#### [PAGE]
:::::

CTT takes into account a "testtaker true score on a test that would be obtained but for the action of measurement error" (Cohen, Swerklik, &Sturman, 2013, p. 123). The second theory to evaluate test fairness is IRT. It should be noted that IRT is not a "single theory or method" (Cohen et al., 2013, p. 168). They are over 100 types of IRT models that differentiate specific approaches (Cohen et al., 2013). Item Response Theory is also referred as latent-trait theory or latent-trait model. IRT is a system of expectations "about measurement and the extent to which each test item measures the trait" (Cohen et al., 2013, p. I-15).
When dealing with issues of test fairness, the IRT is the preferred theory for several reasons. The IRT is able to utilize information curves to adapt tests more precisely to the individuals being tested (Cohen et al., 2013). In this way, the most effective information can be garnered from a test without the laborious superfluity of a prescribed format.
IRT information curves assist in removing the biases of the CTT wherein difficulty levels fluctuate depending upon the people being tested (Cohen et al., 2013). Also, differential item functioning (DIF) helps to increase fairness be reducing variables resulting from culture, age, gender, linguistics, etc. (Cohen et al., 2013). Rather than an overarching formula being applied to vastly different populations, IRT allows test developers to tailor tests around the traits of the individuals being tested.

:::::

#### [DATASET SECTION]
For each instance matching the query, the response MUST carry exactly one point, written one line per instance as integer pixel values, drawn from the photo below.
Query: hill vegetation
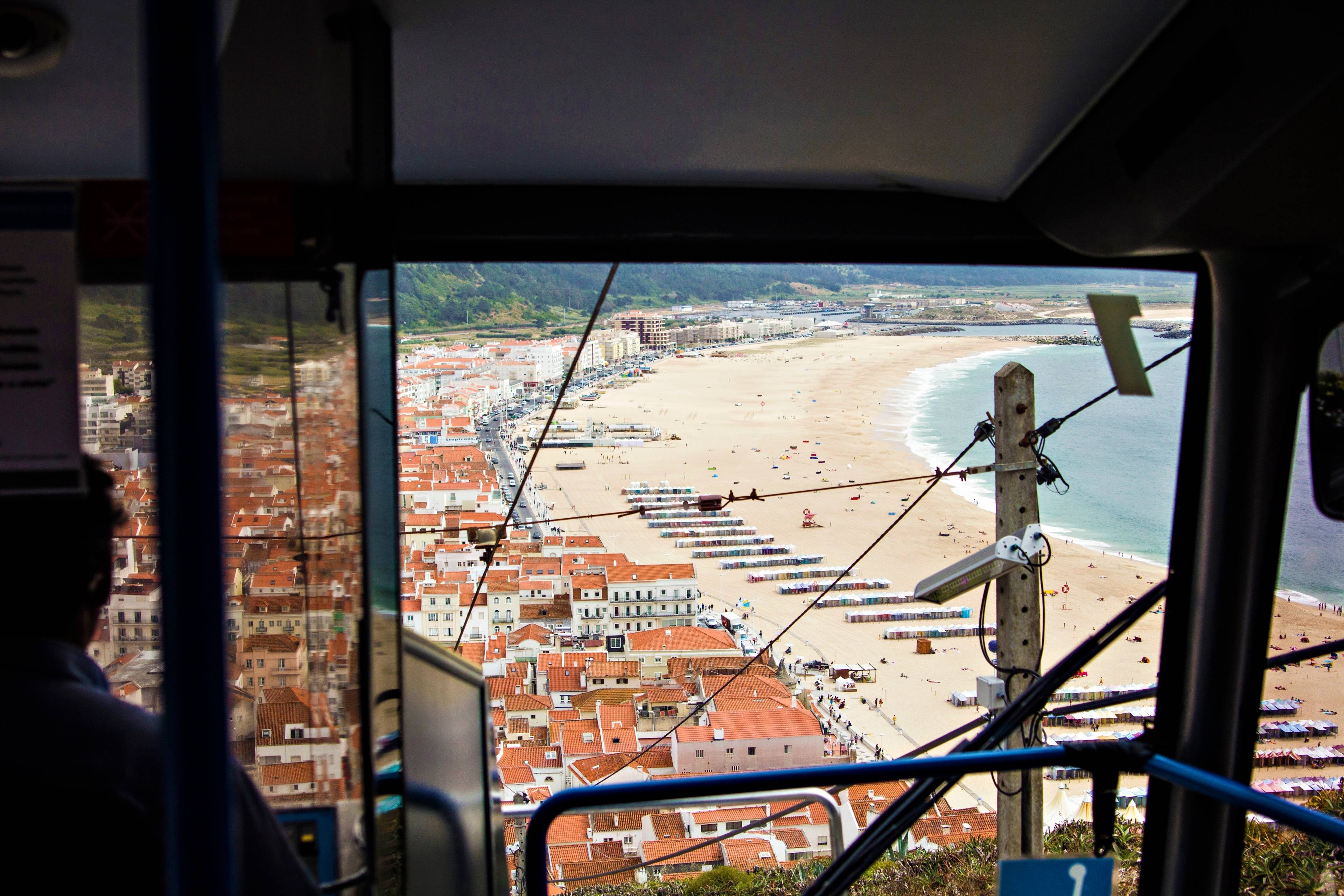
(545, 295)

:::::

#### [REQUIRED ACTIONS]
[a] Name each variable that the passage on test fairness says differential item functioning helps reduce.
[b] In the passage on test fairness, what two other names are given for Item Response Theory?
[c] From the passage on test fairness, print the stretch from "When dealing with" through "individuals being tested.".

#### [EXPECTED RESULTS]
[a] culture, age, gender, linguistics

[b] Latent-trait theory or latent-trait model.

[c]
When dealing with issues of test fairness, the IRT is the preferred theory for several reasons. The IRT is able to utilize information curves to adapt tests more precisely to the individuals being tested (Cohen et al., 2013). In this way, the most effective information can be garnered from a test without the laborious superfluity of a prescribed format.
IRT information curves assist in removing the biases of the CTT wherein difficulty levels fluctuate depending upon the people being tested (Cohen et al., 2013). Also, differential item functioning (DIF) helps to increase fairness be reducing variables resulting from culture, age, gender, linguistics, etc. (Cohen et al., 2013). Rather than an overarching formula being applied to vastly different populations, IRT allows test developers to tailor tests around the traits of the individuals being tested.